The answer must be every line of the records below that holds the word "blurred".

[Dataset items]
================================

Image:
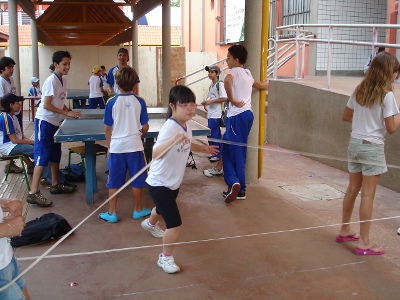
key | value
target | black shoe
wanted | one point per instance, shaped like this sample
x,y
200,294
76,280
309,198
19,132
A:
x,y
66,183
60,188
240,196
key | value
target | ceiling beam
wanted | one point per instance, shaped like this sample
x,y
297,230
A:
x,y
28,7
121,38
143,7
44,38
92,3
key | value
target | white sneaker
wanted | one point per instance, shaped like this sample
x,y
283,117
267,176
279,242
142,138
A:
x,y
168,264
213,172
155,230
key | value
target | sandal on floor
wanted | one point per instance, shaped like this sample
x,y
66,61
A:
x,y
369,251
348,238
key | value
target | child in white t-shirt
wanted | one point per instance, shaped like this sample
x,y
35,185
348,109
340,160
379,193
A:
x,y
96,89
216,97
373,111
126,122
170,154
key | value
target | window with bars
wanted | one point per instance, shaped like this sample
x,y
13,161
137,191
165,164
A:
x,y
296,12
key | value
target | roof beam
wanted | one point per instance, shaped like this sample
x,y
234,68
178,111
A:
x,y
44,38
120,38
28,7
92,3
143,7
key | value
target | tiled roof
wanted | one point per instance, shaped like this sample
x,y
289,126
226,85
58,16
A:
x,y
148,35
152,35
24,34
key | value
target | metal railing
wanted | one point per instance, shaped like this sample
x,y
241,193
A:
x,y
278,53
298,39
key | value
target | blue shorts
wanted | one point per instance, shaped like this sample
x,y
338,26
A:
x,y
24,149
368,159
166,206
7,274
119,163
45,148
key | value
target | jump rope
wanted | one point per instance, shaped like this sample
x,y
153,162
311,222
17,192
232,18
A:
x,y
307,154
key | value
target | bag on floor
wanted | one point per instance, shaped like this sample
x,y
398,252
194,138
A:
x,y
76,172
50,226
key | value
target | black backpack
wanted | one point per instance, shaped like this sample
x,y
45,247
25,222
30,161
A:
x,y
76,172
48,227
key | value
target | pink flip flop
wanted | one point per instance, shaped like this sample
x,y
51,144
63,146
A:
x,y
343,239
369,251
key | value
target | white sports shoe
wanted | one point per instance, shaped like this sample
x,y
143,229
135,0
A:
x,y
168,264
213,172
155,230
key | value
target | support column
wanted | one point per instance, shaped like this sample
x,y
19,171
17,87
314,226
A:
x,y
13,41
166,50
252,29
35,49
135,46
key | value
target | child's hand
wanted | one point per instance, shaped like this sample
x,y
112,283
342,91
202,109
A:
x,y
212,149
237,103
179,138
74,114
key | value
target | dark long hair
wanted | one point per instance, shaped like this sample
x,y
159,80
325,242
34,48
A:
x,y
181,94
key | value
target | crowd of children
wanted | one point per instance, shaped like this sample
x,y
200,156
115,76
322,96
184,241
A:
x,y
371,109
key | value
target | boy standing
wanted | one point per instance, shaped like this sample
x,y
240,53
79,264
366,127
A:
x,y
238,84
216,97
7,85
125,148
35,89
48,117
96,89
123,58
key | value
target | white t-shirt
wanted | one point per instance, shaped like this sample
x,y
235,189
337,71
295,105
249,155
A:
x,y
8,125
7,86
214,110
95,83
369,123
5,248
125,113
168,170
56,88
242,85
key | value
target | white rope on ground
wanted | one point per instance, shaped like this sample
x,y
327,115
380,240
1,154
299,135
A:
x,y
38,259
84,220
308,154
205,240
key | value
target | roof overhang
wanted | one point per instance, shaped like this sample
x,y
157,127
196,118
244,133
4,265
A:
x,y
85,22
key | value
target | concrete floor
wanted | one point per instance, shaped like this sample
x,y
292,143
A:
x,y
273,245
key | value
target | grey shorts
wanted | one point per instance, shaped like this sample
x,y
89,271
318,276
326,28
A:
x,y
366,158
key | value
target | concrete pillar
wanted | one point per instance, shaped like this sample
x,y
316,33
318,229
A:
x,y
13,41
252,30
166,50
135,46
35,49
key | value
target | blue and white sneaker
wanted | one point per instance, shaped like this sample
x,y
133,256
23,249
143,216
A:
x,y
143,213
109,218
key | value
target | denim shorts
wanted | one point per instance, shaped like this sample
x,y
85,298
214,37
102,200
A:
x,y
7,274
366,158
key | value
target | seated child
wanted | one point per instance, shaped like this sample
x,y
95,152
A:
x,y
12,140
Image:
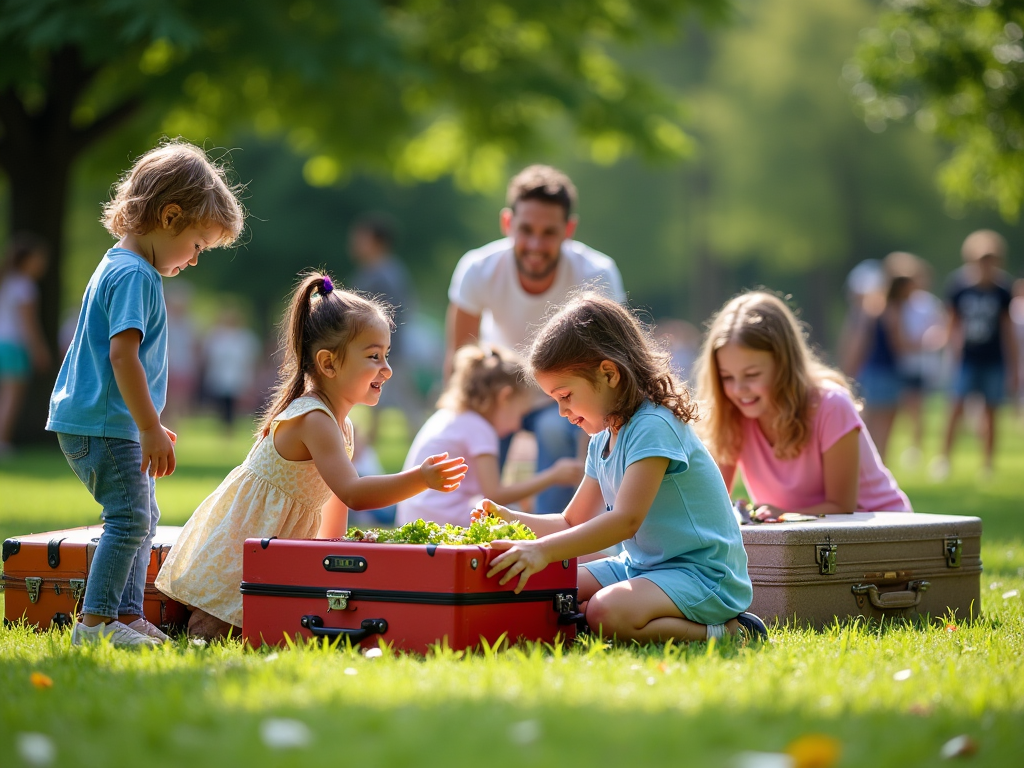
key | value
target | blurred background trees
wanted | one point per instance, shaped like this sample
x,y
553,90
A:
x,y
715,147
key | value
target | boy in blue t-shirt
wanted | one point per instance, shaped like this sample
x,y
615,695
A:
x,y
981,333
111,389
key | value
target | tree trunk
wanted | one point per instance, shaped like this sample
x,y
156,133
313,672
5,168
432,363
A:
x,y
38,148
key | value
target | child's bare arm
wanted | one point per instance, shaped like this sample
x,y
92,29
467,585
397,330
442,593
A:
x,y
157,442
322,438
562,472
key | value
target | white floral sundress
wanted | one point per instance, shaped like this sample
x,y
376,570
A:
x,y
265,496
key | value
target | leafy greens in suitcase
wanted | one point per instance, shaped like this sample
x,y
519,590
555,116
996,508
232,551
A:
x,y
420,531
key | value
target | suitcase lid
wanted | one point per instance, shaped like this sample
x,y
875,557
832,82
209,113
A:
x,y
862,527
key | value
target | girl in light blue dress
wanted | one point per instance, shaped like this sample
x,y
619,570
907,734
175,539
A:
x,y
650,484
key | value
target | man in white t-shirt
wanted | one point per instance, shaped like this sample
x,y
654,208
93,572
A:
x,y
501,293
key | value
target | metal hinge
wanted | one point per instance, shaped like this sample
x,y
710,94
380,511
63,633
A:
x,y
825,556
953,547
32,586
338,599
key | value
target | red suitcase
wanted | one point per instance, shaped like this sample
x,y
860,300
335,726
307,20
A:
x,y
45,574
871,564
409,595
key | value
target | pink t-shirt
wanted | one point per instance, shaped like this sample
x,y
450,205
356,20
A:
x,y
464,433
798,483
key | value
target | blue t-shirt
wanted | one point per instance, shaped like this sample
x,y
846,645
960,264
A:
x,y
690,524
124,292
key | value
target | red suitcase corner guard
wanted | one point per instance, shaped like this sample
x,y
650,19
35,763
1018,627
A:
x,y
409,595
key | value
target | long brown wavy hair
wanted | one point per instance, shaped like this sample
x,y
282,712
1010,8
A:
x,y
762,321
591,329
317,318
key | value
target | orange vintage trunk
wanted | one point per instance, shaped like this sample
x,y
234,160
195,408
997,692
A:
x,y
45,574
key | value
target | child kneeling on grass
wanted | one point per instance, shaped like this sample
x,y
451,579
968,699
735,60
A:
x,y
649,484
336,344
484,401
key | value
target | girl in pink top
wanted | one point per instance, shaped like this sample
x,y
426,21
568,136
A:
x,y
784,419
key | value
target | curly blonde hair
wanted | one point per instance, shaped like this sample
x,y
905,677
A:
x,y
179,173
762,321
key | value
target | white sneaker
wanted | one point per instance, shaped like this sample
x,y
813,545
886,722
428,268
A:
x,y
143,627
119,635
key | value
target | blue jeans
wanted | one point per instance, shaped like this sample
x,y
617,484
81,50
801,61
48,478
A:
x,y
556,438
110,468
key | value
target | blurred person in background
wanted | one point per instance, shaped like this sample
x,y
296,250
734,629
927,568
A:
x,y
876,357
501,292
182,352
23,348
230,352
981,336
923,322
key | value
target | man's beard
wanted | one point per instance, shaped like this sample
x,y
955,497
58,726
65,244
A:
x,y
547,271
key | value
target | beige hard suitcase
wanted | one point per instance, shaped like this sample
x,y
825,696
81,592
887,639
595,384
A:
x,y
872,564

================================

**Answer box**
target | blurred background trees
target | blurred person in background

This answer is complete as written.